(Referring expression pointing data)
Segment Open

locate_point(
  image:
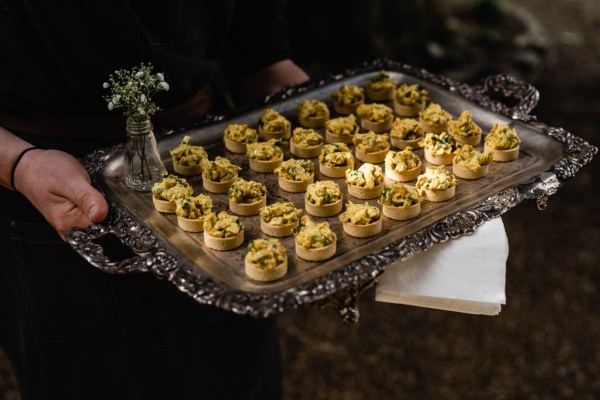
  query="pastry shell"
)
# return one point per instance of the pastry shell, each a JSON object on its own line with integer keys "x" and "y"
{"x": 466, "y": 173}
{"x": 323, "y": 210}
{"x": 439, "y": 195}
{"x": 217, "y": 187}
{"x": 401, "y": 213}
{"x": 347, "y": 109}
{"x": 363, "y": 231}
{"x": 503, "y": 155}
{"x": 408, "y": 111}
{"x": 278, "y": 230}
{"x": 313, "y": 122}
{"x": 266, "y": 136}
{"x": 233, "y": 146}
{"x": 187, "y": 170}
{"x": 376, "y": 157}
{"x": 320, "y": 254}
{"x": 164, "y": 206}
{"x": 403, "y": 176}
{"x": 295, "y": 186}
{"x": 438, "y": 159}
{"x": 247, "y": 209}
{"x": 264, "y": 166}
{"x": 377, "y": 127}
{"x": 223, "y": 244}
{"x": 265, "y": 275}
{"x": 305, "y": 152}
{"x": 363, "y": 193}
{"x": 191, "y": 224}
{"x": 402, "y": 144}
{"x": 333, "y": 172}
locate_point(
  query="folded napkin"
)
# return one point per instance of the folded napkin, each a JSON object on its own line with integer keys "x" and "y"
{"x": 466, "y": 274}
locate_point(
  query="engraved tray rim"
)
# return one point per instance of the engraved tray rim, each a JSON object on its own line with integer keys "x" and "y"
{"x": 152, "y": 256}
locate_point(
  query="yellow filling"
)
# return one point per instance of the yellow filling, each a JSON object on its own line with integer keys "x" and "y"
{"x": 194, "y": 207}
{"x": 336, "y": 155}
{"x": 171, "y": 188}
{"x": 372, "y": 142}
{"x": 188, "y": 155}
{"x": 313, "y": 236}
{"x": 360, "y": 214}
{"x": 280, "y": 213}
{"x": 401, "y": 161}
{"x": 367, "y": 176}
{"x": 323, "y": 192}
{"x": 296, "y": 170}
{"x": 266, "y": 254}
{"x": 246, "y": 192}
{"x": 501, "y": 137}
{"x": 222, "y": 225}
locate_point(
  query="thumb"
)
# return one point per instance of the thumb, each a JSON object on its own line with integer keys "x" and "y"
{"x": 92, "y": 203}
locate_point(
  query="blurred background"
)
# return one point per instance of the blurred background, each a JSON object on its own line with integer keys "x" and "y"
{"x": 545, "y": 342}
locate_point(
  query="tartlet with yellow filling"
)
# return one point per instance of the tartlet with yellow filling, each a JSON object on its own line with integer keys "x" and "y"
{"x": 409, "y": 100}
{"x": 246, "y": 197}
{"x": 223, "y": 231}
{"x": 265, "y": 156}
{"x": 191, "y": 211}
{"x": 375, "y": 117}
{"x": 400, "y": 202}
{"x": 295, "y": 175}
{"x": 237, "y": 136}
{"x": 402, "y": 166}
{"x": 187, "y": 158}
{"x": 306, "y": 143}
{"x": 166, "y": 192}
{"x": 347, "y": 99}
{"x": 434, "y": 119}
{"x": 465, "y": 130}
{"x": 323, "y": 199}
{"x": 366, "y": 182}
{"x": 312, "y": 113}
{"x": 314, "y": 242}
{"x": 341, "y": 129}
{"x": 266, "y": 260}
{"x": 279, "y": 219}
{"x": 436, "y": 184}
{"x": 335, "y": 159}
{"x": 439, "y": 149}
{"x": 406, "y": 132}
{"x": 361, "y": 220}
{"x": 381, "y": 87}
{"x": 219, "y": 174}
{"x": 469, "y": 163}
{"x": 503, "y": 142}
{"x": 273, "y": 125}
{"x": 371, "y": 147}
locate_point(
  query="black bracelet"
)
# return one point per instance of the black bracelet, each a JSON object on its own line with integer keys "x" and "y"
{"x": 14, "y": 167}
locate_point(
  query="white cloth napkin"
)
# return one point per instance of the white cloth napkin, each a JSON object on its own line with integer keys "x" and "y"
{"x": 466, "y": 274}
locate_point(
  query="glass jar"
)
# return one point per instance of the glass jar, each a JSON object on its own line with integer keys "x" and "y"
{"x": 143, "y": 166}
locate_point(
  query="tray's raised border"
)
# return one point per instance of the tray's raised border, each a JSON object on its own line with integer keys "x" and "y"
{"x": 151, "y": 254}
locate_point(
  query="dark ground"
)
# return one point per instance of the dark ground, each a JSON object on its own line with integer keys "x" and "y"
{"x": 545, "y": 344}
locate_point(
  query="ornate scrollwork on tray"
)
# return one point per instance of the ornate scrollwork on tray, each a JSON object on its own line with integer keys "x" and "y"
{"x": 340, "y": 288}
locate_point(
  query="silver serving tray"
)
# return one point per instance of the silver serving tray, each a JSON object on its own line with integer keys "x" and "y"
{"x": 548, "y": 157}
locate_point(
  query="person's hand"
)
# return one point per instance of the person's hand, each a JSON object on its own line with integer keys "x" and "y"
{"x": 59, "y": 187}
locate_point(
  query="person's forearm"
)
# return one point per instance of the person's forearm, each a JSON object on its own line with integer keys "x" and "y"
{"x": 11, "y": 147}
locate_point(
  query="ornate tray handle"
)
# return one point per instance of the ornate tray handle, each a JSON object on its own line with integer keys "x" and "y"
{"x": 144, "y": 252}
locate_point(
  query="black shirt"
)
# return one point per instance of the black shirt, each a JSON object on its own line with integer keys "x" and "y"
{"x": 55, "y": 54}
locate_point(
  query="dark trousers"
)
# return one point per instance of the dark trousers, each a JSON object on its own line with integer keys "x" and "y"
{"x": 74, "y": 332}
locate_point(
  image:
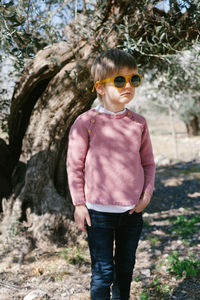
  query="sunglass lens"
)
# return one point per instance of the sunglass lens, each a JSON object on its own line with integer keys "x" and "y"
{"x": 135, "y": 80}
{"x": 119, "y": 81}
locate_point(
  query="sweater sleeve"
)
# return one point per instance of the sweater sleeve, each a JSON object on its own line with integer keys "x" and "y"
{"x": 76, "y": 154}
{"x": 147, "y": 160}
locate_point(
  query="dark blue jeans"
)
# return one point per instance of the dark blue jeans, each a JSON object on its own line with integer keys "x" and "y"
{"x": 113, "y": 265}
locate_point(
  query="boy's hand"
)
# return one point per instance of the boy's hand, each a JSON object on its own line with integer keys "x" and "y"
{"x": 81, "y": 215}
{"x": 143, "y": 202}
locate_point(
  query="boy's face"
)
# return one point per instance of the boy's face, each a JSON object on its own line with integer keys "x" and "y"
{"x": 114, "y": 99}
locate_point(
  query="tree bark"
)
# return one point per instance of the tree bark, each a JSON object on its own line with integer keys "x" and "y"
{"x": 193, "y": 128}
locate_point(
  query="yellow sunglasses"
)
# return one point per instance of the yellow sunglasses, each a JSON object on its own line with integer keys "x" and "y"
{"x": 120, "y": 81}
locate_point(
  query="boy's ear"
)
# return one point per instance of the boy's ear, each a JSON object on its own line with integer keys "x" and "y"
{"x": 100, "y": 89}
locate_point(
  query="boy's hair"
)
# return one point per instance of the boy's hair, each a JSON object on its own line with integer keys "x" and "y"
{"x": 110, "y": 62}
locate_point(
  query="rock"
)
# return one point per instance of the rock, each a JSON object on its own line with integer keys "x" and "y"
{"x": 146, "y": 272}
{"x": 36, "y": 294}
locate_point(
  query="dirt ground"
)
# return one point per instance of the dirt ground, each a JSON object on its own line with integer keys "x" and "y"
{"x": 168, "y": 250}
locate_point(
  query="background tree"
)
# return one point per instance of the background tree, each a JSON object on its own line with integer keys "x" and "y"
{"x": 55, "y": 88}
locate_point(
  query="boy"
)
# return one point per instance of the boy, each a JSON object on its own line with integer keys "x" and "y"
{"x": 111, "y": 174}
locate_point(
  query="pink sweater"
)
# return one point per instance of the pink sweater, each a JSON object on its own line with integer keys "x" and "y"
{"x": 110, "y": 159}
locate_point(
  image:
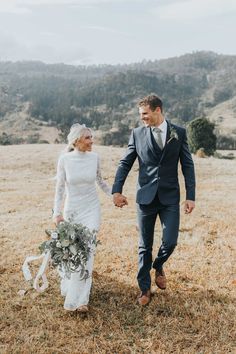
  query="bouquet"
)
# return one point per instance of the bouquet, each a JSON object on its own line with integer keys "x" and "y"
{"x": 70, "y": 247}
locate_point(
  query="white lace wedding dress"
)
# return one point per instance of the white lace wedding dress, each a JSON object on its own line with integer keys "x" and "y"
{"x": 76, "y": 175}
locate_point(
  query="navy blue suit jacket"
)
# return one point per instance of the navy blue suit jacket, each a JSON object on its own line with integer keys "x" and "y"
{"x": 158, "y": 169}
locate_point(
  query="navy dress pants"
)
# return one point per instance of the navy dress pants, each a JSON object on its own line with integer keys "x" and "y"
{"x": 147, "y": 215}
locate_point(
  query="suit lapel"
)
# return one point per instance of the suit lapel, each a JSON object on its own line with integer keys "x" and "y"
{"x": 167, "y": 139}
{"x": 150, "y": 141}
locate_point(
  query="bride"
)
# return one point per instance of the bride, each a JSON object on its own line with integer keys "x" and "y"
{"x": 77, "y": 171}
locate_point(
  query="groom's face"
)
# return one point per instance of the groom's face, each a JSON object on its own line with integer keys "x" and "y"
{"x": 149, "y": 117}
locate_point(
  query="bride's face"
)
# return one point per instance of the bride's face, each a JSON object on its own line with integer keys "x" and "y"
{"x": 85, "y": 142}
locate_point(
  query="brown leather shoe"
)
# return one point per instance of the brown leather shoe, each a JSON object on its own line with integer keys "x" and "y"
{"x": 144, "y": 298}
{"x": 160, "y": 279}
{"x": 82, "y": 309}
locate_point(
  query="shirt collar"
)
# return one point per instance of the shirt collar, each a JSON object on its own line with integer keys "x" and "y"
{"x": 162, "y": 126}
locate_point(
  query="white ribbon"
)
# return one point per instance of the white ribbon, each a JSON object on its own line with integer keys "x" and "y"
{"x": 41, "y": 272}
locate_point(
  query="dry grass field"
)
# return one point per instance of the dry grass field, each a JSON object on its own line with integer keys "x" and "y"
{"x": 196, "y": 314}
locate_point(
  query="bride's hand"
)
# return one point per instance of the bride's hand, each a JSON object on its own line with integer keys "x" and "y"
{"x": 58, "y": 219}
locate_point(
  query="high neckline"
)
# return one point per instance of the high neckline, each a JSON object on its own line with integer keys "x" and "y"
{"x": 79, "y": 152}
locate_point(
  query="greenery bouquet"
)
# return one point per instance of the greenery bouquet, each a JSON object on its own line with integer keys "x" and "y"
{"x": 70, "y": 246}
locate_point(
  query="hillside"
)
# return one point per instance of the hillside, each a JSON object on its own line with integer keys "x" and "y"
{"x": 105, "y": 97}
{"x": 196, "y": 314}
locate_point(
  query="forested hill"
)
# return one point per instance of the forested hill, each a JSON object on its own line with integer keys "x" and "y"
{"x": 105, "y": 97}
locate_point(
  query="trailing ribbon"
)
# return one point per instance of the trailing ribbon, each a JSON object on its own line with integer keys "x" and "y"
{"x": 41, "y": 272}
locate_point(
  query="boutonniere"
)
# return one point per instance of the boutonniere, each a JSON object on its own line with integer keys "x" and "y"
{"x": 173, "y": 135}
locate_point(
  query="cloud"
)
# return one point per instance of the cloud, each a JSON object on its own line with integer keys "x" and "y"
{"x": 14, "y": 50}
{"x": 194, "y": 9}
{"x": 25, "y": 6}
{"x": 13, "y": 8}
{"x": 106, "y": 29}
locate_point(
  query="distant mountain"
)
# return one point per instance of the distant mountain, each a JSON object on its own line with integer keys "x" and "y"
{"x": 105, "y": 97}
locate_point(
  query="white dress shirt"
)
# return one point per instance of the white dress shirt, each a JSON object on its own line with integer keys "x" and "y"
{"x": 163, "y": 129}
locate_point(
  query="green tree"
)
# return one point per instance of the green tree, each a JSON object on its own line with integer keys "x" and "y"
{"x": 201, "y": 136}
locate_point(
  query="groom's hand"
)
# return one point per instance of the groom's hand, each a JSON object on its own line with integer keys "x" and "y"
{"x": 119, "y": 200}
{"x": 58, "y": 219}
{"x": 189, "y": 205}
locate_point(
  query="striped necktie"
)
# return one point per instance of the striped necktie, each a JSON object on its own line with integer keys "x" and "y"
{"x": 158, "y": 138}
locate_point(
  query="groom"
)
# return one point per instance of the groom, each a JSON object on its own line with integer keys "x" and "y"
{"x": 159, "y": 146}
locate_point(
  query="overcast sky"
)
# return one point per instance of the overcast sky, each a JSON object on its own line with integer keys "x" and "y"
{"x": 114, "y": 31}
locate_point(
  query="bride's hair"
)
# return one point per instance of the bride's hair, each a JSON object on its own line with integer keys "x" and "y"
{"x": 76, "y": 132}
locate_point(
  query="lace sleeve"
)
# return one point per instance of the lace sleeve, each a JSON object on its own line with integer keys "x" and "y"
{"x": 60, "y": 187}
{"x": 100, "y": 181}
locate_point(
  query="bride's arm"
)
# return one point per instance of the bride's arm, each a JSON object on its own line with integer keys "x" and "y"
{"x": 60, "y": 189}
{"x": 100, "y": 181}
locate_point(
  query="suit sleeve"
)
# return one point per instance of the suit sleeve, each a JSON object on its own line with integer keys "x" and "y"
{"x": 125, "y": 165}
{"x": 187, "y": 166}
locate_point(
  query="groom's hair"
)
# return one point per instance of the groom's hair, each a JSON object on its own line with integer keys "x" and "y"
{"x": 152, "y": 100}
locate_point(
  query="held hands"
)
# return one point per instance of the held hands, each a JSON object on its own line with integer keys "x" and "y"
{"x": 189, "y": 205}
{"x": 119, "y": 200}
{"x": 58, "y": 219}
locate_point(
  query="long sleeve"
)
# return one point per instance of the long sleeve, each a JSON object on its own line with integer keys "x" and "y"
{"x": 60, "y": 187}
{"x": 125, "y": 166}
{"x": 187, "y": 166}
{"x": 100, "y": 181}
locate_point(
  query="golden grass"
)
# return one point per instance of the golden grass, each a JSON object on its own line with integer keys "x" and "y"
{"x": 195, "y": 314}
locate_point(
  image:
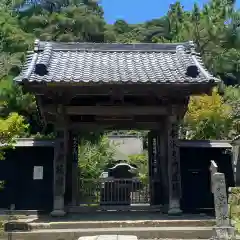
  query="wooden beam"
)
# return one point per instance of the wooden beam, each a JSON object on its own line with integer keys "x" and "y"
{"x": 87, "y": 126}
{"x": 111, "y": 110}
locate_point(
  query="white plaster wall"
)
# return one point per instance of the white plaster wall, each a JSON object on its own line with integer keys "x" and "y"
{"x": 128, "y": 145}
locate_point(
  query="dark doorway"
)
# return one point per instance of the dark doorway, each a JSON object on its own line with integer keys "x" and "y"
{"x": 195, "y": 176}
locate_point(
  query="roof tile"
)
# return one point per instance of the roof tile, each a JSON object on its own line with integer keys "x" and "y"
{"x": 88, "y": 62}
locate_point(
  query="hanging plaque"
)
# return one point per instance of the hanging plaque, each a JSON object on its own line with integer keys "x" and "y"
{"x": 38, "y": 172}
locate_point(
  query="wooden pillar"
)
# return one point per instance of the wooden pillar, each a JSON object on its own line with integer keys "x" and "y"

Segment Closed

__Work request__
Lines containing the word "pillar": copy every one of them from the records above.

__Answer space__
  query="wooden pillar"
# return one point per instance of the wooden pillar, each a JSON object on its own line with integer keys "x" and "y"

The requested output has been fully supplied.